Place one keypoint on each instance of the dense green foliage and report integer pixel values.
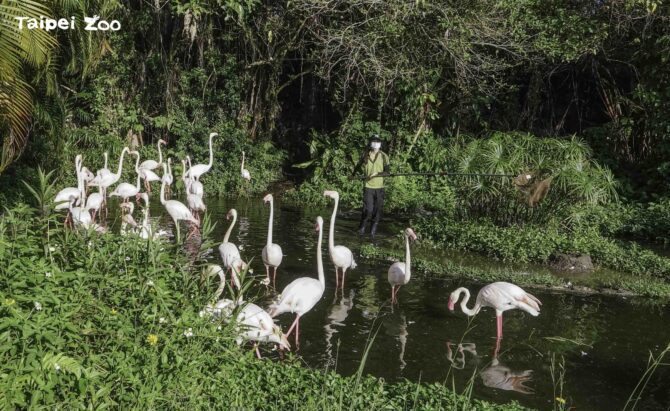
(539, 243)
(107, 328)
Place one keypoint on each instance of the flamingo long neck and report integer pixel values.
(222, 284)
(162, 189)
(160, 153)
(319, 259)
(230, 229)
(270, 222)
(331, 231)
(211, 152)
(118, 170)
(408, 272)
(474, 310)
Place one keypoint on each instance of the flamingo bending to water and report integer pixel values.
(341, 256)
(302, 294)
(500, 296)
(272, 254)
(400, 273)
(177, 210)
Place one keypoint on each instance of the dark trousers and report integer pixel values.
(373, 202)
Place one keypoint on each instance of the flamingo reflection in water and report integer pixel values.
(499, 376)
(339, 312)
(458, 361)
(496, 375)
(398, 329)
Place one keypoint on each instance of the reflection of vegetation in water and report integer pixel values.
(368, 303)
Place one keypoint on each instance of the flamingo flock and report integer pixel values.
(301, 295)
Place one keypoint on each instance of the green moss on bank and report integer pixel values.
(642, 286)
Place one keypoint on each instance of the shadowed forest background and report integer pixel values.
(576, 90)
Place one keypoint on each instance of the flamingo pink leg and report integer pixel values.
(499, 321)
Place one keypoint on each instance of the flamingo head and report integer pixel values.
(232, 213)
(88, 175)
(129, 207)
(451, 303)
(279, 338)
(410, 234)
(239, 266)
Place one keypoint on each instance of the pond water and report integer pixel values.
(603, 341)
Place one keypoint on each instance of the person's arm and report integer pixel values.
(387, 163)
(358, 165)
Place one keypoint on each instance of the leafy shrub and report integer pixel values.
(538, 243)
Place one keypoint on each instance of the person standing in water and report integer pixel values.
(375, 164)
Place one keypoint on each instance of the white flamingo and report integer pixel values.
(128, 223)
(223, 308)
(149, 177)
(153, 164)
(271, 254)
(63, 197)
(127, 190)
(168, 178)
(500, 296)
(94, 202)
(177, 210)
(80, 216)
(104, 170)
(196, 205)
(230, 255)
(341, 256)
(400, 273)
(193, 186)
(255, 324)
(302, 294)
(245, 173)
(199, 169)
(106, 179)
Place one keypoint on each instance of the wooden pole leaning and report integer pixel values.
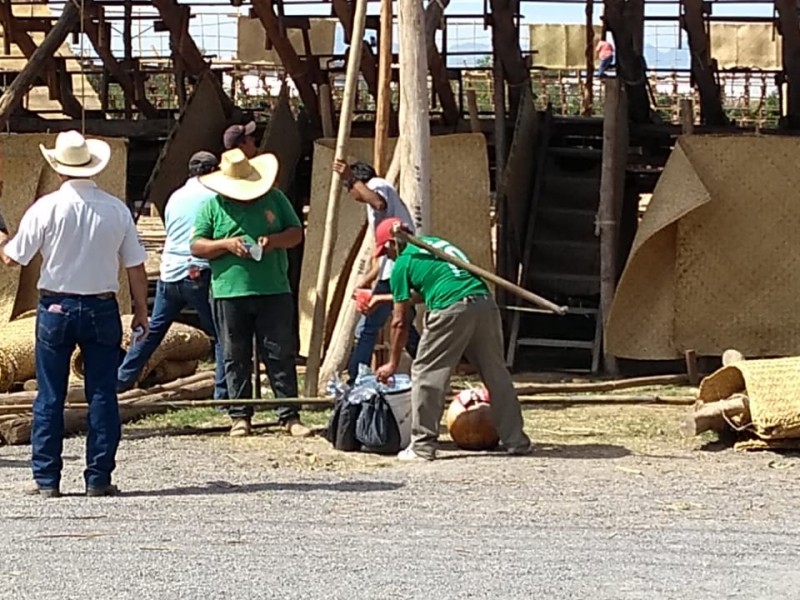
(404, 236)
(332, 215)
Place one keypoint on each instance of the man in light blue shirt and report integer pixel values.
(184, 281)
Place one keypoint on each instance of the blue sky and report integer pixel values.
(214, 27)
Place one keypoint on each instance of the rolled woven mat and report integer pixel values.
(773, 387)
(182, 343)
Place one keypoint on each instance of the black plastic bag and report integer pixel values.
(376, 427)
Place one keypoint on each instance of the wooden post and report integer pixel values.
(384, 108)
(588, 93)
(687, 116)
(474, 119)
(692, 367)
(612, 189)
(415, 174)
(332, 214)
(326, 110)
(33, 69)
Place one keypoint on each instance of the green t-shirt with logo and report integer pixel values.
(232, 276)
(439, 283)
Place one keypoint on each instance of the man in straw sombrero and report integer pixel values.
(244, 234)
(82, 233)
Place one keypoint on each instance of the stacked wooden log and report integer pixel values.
(732, 413)
(16, 410)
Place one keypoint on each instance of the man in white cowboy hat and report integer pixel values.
(82, 233)
(244, 234)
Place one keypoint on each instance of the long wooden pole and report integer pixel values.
(332, 215)
(384, 108)
(33, 69)
(612, 188)
(482, 273)
(415, 133)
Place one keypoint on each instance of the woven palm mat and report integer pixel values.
(773, 387)
(713, 264)
(182, 344)
(459, 211)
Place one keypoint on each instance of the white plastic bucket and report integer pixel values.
(400, 403)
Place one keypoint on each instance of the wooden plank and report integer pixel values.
(612, 188)
(13, 95)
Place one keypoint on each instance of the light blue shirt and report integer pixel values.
(179, 217)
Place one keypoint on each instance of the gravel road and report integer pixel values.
(220, 518)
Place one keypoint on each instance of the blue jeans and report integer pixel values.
(371, 326)
(270, 318)
(92, 324)
(171, 299)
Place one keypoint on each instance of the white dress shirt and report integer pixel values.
(82, 233)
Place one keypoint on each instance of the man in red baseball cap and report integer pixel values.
(462, 320)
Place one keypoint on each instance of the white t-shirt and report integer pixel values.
(82, 233)
(395, 207)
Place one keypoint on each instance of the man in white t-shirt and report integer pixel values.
(82, 233)
(382, 202)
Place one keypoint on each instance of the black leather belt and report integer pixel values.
(50, 294)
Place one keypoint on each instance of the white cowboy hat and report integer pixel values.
(242, 179)
(75, 156)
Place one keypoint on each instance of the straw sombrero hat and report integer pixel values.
(242, 179)
(75, 156)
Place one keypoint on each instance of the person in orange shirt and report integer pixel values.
(605, 52)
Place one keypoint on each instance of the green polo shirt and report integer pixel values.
(234, 277)
(439, 283)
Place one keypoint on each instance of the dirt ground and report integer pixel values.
(613, 503)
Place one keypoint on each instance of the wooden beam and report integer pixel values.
(787, 14)
(135, 129)
(415, 133)
(620, 19)
(22, 83)
(297, 69)
(434, 17)
(704, 70)
(102, 45)
(384, 108)
(369, 65)
(612, 190)
(49, 72)
(505, 41)
(176, 17)
(332, 213)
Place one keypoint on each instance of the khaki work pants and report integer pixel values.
(471, 328)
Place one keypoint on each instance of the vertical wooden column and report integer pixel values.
(687, 116)
(588, 93)
(384, 107)
(415, 134)
(332, 215)
(612, 190)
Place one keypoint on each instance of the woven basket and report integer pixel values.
(773, 387)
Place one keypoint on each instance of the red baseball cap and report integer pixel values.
(384, 233)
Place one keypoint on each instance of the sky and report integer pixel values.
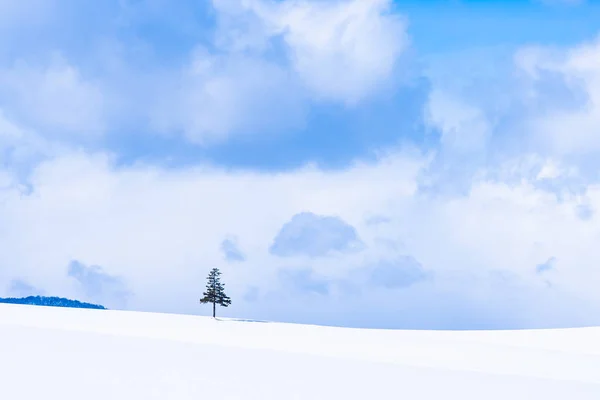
(379, 164)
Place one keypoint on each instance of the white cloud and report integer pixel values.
(55, 98)
(463, 127)
(219, 95)
(162, 230)
(563, 128)
(342, 50)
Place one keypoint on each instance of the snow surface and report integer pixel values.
(58, 353)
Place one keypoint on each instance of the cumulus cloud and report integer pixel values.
(304, 281)
(315, 236)
(274, 58)
(55, 98)
(546, 266)
(97, 285)
(231, 250)
(163, 215)
(399, 273)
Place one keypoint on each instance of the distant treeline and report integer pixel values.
(50, 301)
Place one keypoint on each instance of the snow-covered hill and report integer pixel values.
(57, 353)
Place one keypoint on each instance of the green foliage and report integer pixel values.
(215, 291)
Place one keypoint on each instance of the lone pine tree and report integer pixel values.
(215, 291)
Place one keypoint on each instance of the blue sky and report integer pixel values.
(433, 161)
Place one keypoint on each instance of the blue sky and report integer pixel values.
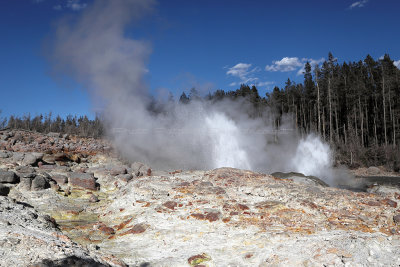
(205, 44)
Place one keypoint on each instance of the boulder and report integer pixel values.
(85, 180)
(300, 178)
(22, 170)
(32, 158)
(8, 177)
(124, 177)
(54, 135)
(140, 169)
(25, 184)
(116, 170)
(17, 156)
(5, 154)
(4, 190)
(39, 183)
(49, 159)
(75, 158)
(61, 156)
(60, 179)
(373, 171)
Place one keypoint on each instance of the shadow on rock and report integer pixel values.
(72, 261)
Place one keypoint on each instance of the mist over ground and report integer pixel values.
(93, 49)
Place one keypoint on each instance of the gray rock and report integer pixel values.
(140, 169)
(125, 177)
(49, 159)
(25, 169)
(373, 170)
(39, 183)
(93, 199)
(85, 180)
(8, 177)
(25, 184)
(4, 190)
(116, 170)
(60, 179)
(5, 154)
(53, 134)
(17, 156)
(32, 158)
(300, 178)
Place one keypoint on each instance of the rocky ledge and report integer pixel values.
(100, 211)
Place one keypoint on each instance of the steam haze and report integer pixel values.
(94, 50)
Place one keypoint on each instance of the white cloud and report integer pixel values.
(265, 83)
(358, 4)
(75, 5)
(246, 74)
(240, 70)
(284, 65)
(312, 62)
(287, 64)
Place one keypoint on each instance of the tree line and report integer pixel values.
(354, 106)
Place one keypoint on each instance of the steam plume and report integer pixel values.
(94, 49)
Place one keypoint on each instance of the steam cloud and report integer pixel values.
(94, 50)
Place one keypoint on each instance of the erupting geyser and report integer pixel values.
(94, 50)
(227, 150)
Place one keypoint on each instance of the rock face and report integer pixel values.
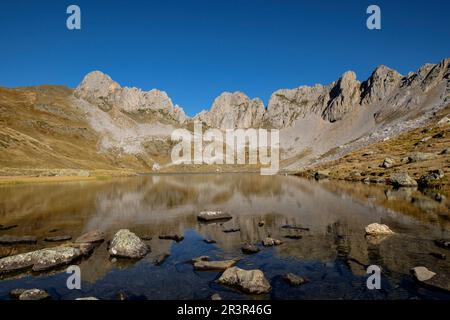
(213, 215)
(94, 236)
(376, 229)
(294, 280)
(232, 111)
(31, 294)
(402, 179)
(126, 244)
(44, 259)
(422, 273)
(214, 265)
(99, 89)
(249, 281)
(430, 177)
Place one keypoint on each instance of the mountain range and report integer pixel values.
(101, 125)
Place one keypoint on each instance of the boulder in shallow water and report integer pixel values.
(402, 179)
(249, 281)
(249, 248)
(214, 265)
(126, 244)
(293, 279)
(269, 242)
(321, 174)
(30, 294)
(93, 236)
(376, 229)
(18, 240)
(212, 215)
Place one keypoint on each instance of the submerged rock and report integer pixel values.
(422, 273)
(213, 215)
(322, 174)
(126, 244)
(249, 248)
(94, 236)
(402, 179)
(442, 243)
(216, 296)
(44, 259)
(293, 236)
(214, 265)
(159, 260)
(294, 280)
(7, 227)
(376, 229)
(387, 163)
(18, 240)
(231, 230)
(58, 238)
(269, 242)
(87, 299)
(431, 177)
(34, 294)
(249, 281)
(174, 237)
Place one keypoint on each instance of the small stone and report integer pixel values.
(214, 265)
(126, 244)
(438, 255)
(8, 227)
(442, 243)
(376, 229)
(422, 273)
(159, 260)
(402, 179)
(249, 248)
(387, 163)
(34, 294)
(322, 174)
(293, 236)
(213, 215)
(269, 242)
(18, 240)
(231, 230)
(94, 236)
(216, 296)
(175, 237)
(294, 280)
(249, 281)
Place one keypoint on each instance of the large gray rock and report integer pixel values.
(402, 179)
(44, 259)
(431, 177)
(126, 244)
(249, 281)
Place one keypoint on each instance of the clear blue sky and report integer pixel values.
(194, 50)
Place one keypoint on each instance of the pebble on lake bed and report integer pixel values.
(249, 281)
(376, 229)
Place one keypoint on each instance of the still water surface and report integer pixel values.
(332, 254)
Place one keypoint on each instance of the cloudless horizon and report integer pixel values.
(196, 49)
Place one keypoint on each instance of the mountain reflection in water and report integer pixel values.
(332, 254)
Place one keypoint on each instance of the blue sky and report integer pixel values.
(194, 50)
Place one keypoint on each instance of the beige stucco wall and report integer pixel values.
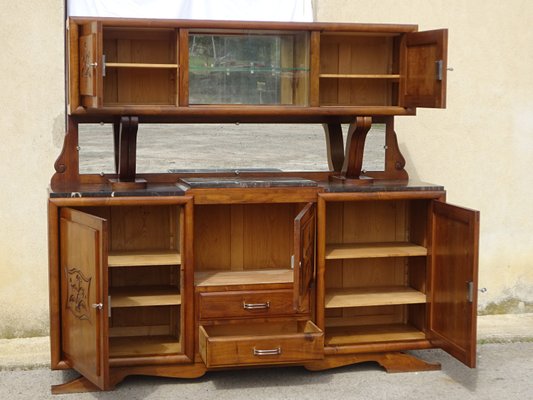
(31, 126)
(480, 147)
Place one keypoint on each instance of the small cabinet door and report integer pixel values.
(84, 316)
(304, 256)
(90, 64)
(424, 66)
(454, 264)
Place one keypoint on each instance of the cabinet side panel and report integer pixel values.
(212, 237)
(140, 228)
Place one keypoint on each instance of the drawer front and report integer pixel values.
(284, 347)
(242, 304)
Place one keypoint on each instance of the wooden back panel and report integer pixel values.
(378, 221)
(357, 54)
(140, 85)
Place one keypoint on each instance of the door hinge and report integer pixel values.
(470, 289)
(438, 66)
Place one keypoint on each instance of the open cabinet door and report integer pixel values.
(304, 256)
(84, 301)
(91, 64)
(454, 265)
(423, 69)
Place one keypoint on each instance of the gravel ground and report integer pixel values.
(504, 371)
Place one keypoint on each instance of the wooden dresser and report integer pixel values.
(174, 274)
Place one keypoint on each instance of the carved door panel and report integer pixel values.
(424, 66)
(91, 68)
(453, 296)
(84, 294)
(304, 256)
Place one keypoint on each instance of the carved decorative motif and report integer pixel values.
(78, 293)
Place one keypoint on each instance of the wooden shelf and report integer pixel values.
(374, 296)
(143, 258)
(346, 335)
(221, 278)
(144, 297)
(374, 250)
(143, 345)
(360, 76)
(141, 65)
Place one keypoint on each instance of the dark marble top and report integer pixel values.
(242, 182)
(185, 184)
(379, 186)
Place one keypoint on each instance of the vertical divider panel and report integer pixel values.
(237, 237)
(314, 95)
(177, 75)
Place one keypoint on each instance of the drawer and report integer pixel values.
(241, 304)
(256, 344)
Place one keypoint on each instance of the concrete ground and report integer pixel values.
(505, 371)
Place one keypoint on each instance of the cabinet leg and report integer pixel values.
(392, 362)
(401, 362)
(77, 385)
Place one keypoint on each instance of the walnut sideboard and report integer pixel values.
(175, 274)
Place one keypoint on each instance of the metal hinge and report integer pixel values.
(438, 65)
(470, 294)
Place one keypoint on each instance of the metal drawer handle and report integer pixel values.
(267, 352)
(255, 306)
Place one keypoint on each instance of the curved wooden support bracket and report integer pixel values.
(335, 146)
(352, 161)
(67, 164)
(355, 146)
(392, 362)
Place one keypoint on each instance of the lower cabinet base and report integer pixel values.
(391, 362)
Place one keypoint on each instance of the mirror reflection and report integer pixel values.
(164, 148)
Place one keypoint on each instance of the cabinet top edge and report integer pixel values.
(254, 25)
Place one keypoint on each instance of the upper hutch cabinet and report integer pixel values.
(167, 68)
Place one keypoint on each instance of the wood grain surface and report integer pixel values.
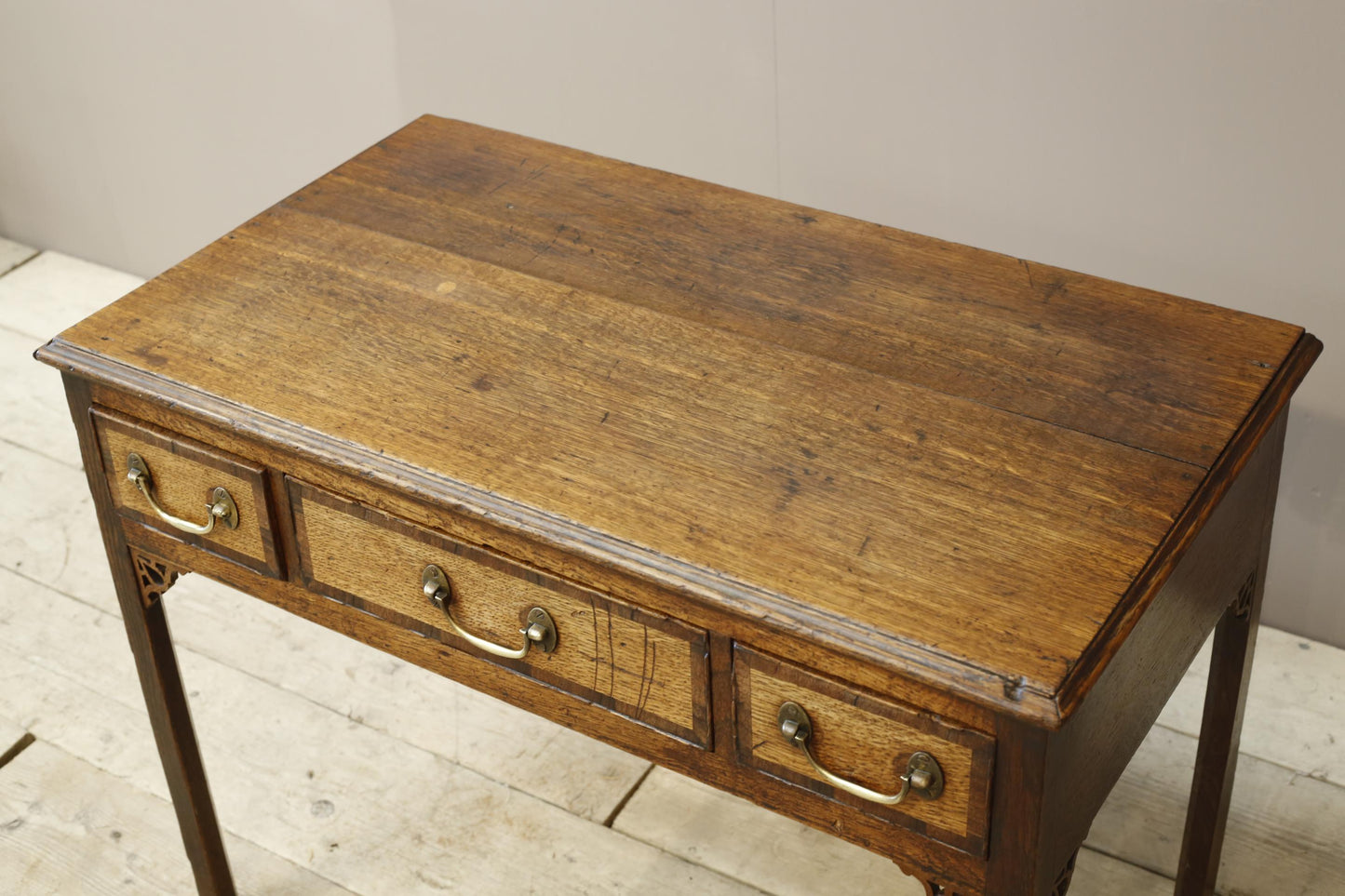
(183, 474)
(652, 669)
(948, 463)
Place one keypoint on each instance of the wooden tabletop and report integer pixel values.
(955, 463)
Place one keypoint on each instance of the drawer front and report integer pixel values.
(182, 480)
(865, 740)
(647, 667)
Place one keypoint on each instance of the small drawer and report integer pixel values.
(182, 480)
(868, 742)
(643, 666)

###

▶ **YOUR INSTRUCTIONS**
Restate verbatim the lines running from the line with "Place one keypoint on each instance of the lower" through the end of the material; both ends count, and images are omitted.

▶ **ANSWER BELOW**
Place one keypoint on each instance of the lower cabinet base and report integer pixel values.
(391, 362)
Place one keypoint on each instance of the mirror reflection and report integer pixel values.
(164, 148)
Place one keypoint on each instance of the cabinet top edge and report integer pixel values.
(254, 25)
Place one keypoint on each instance of the upper hutch cabinet and report integer pixel values.
(167, 68)
Place one keypoint on each instance of the wood grain surface and report integer pixel values.
(183, 474)
(652, 669)
(948, 463)
Place one keypoint on each instance of the wooden tabletop and report integer pixel values.
(955, 463)
Place one keypoint on each instance of the drawer front and report integer pixel values.
(182, 480)
(865, 740)
(647, 667)
Place one keypoint on each instance of the small drawer and report integer pixel values.
(182, 480)
(868, 742)
(643, 666)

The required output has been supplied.